*DOCUMENT TEXT*.
Pontificating

I’ve been in a few New York crowds, but this one seemed on its best behavior. I was in the city later than usual since I’m giving a talk today at a friend’s church in the Upper West Side. My wife came to meet me and, knowing the Pope was going to be saying mass at Madison Square Garden shortly after her train arrived at Penn Station (for out-of-towners, Madison Square Garden sits atop Penn Station) we decided to meet at Herald Square and avoid the other kinds of masses. I walked to the square from work and realized my mistake—34th Street was barricaded and there were crowds already beginning to form. The Pope had a procession through Central Park, but I neglected to check on the remainder of his route. My wife arrived and, taken in by the rush of the moment, decided to stay and see what we could see. We were literally one person back from the road. The police kept saying that they couldn’t confirm he was going to come this way, but the helicopters hovering overhead seemed to tell a different story.

The crowd was so well behaved. No pushing or shoving, and even loud talking was mostly absent. It was, believe it or not, kind of reverent. Sure there were people with placards suggesting that one should get right with Jesus, and the occasional pedestrian saying, and I quote, “Why is there so much people here? The Pope? You’ve got to be kidding—can’t we cross the street?” By and large, however, there was good will. One of my coworkers had emailed during the day saying she’d gone by Saint Patrick’s the night before, but couldn’t see him. The crowd, she commented, was kind spirited. Perhaps that’s what having a kind-spirited Pope will do. After we’d stood for nearly an hour, I was beginning to wonder if the motorcade had taken another route—7th Avenue was closed as well. Then the cheering began.

*INFORMATION SUPPLIED*.
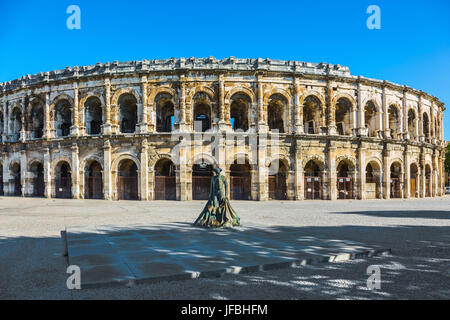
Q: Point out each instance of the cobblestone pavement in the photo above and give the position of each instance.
(417, 231)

*SET EXERCISE 1*.
Answer these about the account of the New York crowd awaiting the Pope:
(a) Where was the writer giving a talk?
(b) Where was the Pope going to say mass?
(c) How long had the writer stood before wondering whether the motorcade had taken another route?
*SET EXERCISE 2*. Pick up the account of the New York crowd awaiting the Pope after its final sentence and keep writing.
The listing comes from a different source than the account of the New York crowd awaiting the Pope.

*EXERCISE RESPONSE 1*.
(a) At a friend's church in the Upper West Side.
(b) At Madison Square Garden.
(c) Nearly an hour.

*EXERCISE RESPONSE 2*.
Pope Francis rode by, the window down, waving at the crowd. My glimpse was only a fragment of a second, but it was clearly him. I’d met an Archbishop of Canterbury or two in my time, but here I was, no more than thirty feet from the Pontiff, if only for a second to two. And it was all pretty much by accident. Life surprises us that way sometimes. Reading his words about climate change to the leaders of the world, I can’t help but think we’ve needed a leader like this man for a long time. He’s as human as the rest of us, and he knows that we have only one world and in that one world are millions of people in need. And global warming will hit them first and hardest. And the God of the evangelicals who say the planet is ours to destroy is not the God he recognizes. He’s just one man, but he is able to bring the largest city in the country to a halt, even if just for a second or two. This could be saying something important for those who have ears.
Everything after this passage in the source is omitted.